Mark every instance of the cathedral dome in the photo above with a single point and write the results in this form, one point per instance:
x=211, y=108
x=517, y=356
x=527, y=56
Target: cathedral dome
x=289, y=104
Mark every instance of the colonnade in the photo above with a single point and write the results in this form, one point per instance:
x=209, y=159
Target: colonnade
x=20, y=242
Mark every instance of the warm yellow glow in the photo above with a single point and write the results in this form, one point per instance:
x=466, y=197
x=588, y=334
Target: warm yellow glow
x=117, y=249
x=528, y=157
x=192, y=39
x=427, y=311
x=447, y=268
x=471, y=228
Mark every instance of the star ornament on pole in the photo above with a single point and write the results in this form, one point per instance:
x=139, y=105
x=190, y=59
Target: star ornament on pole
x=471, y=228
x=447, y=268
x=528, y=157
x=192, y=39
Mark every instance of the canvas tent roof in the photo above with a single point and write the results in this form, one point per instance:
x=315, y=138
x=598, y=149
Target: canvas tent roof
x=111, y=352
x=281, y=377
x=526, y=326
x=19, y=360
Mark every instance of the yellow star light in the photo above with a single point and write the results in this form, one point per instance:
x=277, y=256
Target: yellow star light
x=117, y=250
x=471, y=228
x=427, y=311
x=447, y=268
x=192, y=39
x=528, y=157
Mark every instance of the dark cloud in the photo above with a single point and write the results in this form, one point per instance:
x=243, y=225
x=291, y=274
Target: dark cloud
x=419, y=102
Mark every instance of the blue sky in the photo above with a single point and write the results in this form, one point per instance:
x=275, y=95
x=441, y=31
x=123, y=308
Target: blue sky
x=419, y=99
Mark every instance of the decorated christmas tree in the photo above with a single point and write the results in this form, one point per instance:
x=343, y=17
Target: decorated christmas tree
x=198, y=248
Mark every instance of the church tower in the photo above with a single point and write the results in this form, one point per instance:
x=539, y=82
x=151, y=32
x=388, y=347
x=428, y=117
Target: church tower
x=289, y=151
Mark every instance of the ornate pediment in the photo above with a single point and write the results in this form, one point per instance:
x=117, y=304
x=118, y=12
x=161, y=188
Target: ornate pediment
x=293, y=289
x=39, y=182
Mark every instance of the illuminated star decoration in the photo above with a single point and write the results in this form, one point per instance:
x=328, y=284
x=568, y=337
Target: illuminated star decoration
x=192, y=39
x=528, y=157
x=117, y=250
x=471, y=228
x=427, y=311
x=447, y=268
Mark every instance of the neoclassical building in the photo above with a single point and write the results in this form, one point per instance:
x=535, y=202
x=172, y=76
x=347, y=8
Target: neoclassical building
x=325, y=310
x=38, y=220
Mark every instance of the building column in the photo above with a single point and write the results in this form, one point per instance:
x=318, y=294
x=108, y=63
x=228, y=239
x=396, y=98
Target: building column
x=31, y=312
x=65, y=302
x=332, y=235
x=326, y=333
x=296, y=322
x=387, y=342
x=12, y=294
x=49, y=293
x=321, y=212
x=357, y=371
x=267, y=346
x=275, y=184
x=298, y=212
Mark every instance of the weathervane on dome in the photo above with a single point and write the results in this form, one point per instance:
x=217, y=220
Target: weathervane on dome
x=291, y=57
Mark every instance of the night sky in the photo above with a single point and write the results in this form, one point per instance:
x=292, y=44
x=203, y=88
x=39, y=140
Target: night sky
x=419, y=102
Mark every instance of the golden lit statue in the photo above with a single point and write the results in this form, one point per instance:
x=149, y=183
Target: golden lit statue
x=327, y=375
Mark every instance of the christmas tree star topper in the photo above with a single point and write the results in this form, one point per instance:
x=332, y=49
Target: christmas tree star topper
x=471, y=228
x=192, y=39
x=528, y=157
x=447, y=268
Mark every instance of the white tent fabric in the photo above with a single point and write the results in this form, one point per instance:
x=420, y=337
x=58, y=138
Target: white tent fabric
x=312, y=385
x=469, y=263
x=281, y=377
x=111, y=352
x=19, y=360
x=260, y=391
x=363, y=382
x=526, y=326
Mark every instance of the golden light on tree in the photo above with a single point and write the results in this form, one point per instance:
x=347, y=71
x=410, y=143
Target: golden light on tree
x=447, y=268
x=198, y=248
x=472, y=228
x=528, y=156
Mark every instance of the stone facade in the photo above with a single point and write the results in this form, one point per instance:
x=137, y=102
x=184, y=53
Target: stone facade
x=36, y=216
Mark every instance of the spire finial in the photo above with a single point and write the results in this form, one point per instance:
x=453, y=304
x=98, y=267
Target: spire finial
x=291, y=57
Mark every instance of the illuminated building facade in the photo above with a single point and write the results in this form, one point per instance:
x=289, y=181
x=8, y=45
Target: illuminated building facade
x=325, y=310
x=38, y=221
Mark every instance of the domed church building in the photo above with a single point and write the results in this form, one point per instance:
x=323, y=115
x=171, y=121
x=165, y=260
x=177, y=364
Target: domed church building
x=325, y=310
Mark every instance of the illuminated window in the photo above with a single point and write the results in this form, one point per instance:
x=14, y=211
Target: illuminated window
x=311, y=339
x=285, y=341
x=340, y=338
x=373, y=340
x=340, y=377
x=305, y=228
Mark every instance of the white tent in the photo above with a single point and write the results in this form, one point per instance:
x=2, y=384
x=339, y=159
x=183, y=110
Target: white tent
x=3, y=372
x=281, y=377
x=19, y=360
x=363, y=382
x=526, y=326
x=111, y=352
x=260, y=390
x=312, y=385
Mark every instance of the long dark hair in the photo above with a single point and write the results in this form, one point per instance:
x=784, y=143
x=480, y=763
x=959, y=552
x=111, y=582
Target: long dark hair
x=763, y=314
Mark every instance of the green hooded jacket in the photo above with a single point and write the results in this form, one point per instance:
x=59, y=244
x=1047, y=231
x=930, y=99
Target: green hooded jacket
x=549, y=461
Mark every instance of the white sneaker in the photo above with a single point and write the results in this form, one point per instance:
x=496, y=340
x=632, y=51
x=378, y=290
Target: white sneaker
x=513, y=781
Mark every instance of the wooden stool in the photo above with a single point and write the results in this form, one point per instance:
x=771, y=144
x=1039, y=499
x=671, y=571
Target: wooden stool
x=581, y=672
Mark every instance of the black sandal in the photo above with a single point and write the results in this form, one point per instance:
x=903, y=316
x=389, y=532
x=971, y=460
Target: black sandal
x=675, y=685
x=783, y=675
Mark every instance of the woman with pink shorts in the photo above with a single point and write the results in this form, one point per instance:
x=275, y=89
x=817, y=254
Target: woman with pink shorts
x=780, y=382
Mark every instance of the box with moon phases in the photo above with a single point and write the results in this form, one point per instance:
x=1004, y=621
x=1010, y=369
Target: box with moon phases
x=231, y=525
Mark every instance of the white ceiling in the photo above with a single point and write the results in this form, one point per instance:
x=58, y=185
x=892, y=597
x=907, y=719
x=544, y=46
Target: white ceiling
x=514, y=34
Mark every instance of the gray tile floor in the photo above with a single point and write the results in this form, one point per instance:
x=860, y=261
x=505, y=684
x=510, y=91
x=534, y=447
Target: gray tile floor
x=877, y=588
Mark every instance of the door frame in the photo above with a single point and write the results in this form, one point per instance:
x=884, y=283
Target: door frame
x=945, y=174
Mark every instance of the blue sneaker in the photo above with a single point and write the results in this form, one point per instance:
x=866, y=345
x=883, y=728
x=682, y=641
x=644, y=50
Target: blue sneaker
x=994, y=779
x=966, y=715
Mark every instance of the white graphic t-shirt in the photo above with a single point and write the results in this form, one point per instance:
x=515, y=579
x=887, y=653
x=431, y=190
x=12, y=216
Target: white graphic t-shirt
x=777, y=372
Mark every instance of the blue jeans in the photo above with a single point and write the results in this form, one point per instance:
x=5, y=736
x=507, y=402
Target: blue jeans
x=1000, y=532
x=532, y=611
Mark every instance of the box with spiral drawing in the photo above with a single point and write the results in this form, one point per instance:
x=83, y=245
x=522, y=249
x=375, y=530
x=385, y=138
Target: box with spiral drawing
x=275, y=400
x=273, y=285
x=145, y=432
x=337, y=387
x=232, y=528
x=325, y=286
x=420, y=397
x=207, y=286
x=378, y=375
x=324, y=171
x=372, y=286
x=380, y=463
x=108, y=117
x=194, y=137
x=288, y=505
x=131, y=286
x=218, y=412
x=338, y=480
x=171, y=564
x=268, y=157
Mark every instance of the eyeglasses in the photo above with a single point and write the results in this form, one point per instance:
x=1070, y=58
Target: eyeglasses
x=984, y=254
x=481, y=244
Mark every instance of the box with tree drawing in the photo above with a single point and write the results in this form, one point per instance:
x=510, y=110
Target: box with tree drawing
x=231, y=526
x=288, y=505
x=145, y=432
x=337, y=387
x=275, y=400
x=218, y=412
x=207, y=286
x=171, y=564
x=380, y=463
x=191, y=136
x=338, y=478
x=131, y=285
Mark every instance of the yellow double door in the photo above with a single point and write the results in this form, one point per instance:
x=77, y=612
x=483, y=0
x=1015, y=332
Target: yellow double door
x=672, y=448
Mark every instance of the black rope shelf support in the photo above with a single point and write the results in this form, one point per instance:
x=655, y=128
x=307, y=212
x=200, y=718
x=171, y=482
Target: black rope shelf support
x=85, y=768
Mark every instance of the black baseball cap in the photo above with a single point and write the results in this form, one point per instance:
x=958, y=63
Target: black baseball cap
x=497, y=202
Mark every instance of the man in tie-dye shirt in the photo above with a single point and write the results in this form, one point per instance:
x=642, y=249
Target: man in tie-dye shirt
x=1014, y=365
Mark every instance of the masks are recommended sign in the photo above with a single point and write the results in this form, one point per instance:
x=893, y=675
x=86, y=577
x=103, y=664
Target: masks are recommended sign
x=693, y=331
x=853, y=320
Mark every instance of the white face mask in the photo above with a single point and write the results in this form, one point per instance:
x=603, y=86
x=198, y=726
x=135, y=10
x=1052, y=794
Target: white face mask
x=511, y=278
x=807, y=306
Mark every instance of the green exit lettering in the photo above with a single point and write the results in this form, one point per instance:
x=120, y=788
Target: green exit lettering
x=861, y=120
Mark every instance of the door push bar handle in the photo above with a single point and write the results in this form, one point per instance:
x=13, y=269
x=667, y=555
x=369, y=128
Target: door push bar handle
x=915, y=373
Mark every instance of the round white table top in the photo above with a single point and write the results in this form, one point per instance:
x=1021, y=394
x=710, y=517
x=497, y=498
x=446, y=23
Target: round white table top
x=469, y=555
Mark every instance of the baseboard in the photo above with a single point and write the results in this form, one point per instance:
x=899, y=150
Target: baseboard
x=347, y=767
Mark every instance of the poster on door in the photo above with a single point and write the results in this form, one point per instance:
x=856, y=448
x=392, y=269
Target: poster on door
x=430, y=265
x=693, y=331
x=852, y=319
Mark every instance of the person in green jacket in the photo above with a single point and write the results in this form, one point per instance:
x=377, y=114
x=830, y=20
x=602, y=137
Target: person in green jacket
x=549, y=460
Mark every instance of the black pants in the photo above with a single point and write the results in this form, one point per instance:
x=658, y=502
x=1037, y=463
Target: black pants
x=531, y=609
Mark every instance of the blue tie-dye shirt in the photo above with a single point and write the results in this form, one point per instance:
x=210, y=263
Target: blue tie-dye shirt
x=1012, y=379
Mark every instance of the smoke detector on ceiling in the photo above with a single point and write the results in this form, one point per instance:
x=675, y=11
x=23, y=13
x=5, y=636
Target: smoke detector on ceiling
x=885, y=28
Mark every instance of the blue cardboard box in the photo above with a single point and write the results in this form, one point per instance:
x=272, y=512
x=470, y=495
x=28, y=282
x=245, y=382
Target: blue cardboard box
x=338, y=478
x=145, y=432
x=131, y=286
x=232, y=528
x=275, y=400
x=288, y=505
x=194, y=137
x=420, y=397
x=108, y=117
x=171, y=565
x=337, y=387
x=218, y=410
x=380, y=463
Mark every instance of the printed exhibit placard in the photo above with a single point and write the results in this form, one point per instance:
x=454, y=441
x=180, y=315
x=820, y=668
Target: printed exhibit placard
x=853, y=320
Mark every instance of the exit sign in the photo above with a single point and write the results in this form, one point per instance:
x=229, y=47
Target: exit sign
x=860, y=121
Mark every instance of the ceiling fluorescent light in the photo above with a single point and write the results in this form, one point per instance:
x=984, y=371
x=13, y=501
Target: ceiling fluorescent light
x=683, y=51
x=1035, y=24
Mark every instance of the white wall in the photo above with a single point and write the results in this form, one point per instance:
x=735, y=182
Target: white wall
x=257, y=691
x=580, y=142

········

(Exercise prompt):
Return the lines of the data above verbatim, starting with the line that contains "Mark every instance of the door push" and continuing through the line that contains "x=347, y=767", with both of those lines included.

(Response):
Mark every instance of the door push bar handle in the photo above with a single point and write the results in this form, one point per instance:
x=13, y=269
x=667, y=555
x=369, y=128
Target: door push bar handle
x=915, y=373
Mark every instance of the round white table top in the photo above with a single point and write the results in this form, one point per instance:
x=1021, y=394
x=710, y=517
x=497, y=498
x=446, y=23
Target: round white table top
x=469, y=555
Mark every instance of the baseboard in the photo above with a single point and write the results in this form, one point per instance:
x=899, y=150
Target: baseboard
x=347, y=767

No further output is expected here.